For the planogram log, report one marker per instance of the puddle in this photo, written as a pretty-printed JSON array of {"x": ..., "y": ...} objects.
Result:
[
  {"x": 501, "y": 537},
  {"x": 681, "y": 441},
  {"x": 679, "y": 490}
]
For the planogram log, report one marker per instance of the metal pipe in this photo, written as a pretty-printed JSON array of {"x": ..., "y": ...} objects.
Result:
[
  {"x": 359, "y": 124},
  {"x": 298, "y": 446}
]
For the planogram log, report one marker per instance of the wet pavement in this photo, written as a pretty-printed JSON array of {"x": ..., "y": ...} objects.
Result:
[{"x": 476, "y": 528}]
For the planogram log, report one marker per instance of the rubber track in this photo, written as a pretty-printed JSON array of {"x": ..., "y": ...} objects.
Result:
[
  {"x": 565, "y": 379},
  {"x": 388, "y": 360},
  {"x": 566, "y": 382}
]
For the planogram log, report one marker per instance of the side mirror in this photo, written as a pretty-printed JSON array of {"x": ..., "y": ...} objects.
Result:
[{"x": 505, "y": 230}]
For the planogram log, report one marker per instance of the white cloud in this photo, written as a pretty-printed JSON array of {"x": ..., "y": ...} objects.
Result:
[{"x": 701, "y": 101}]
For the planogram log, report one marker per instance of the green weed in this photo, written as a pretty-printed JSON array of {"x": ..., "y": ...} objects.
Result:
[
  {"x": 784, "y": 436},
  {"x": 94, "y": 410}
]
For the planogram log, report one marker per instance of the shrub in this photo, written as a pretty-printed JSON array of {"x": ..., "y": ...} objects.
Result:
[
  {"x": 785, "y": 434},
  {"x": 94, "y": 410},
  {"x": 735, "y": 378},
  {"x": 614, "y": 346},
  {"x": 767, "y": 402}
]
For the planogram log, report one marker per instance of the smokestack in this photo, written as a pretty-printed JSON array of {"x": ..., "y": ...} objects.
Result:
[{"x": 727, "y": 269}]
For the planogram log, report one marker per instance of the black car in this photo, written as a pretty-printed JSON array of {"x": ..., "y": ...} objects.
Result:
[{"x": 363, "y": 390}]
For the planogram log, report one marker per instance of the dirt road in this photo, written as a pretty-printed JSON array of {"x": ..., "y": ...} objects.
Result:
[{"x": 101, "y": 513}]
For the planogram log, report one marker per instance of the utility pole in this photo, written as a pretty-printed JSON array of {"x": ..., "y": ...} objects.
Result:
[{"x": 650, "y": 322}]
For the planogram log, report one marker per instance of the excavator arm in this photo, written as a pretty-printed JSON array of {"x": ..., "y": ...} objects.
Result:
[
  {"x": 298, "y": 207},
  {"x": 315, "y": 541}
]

Task instructions
Line by line, transcribe the material exactly.

Completed task
For the planogram log, report one marker per instance of the puddle in this photo, written as a pretty-printed JSON array of {"x": ..., "y": ...} objects.
Result:
[
  {"x": 501, "y": 537},
  {"x": 681, "y": 441},
  {"x": 679, "y": 490}
]
For the planogram log, report one marker per instance of the metal pipe in this photo, written as a pretty-printed JSON array of {"x": ..., "y": ...} objects.
Result:
[
  {"x": 359, "y": 124},
  {"x": 298, "y": 446}
]
For the planogram log, report one marker per instance of the wet pavement in this photo, written as a pretty-printed JSON array of {"x": ..., "y": ...} objects.
Result:
[{"x": 476, "y": 528}]
For the planogram log, report one marker per instance of the rubber track in this photo, written as a pretty-printed JSON array of {"x": ..., "y": ...} objects.
Result:
[
  {"x": 565, "y": 379},
  {"x": 388, "y": 360},
  {"x": 566, "y": 382}
]
For the planogram log, report one marker per instance of the side mirror in this photo, written as a pretty-printed JSON array of {"x": ..., "y": ...} objects.
Result:
[{"x": 505, "y": 230}]
For the planogram log, report one marker per instance of the white cloud in this photo, written as a pretty-printed JSON array of {"x": ..., "y": ...} objects.
Result:
[{"x": 701, "y": 101}]
For the planogram log, report one marker per instance of the green weed in this photo, written as a pretty-printed JSON array of {"x": ..., "y": ...} objects.
Result:
[
  {"x": 784, "y": 436},
  {"x": 94, "y": 410}
]
For the planogram log, report one marker per instance of the shrub in this photo, written as a pretty-printed JSON array of {"x": ..., "y": ...} objects.
Result:
[
  {"x": 785, "y": 434},
  {"x": 94, "y": 410},
  {"x": 735, "y": 378},
  {"x": 614, "y": 346},
  {"x": 767, "y": 402}
]
For the planogram log, report one marker per instance of the smokestack in this photo, written as a pretty-printed JSON array of {"x": ..., "y": ...} objects.
Result:
[{"x": 727, "y": 269}]
For the planogram log, report one marker per instance of the black car in this photo, written as a pretty-printed JSON array of {"x": ..., "y": ...} objects.
Result:
[{"x": 363, "y": 390}]
For the planogram log, report one marker per instance of the dirt road in this photo, written as a pretty-printed JSON array of {"x": ..., "y": ...} objects.
Result:
[{"x": 101, "y": 513}]
For the planogram log, report one marker per instance of the utility pole in this photo, written as a pretty-printed JSON array of {"x": ..., "y": ...} objects.
Result:
[{"x": 650, "y": 322}]
For the planogram log, report one marker per instance of the excavator arm in this photo, written as a pretty-printed JSON array of {"x": ..., "y": ...} objects.
Result:
[
  {"x": 298, "y": 207},
  {"x": 315, "y": 541}
]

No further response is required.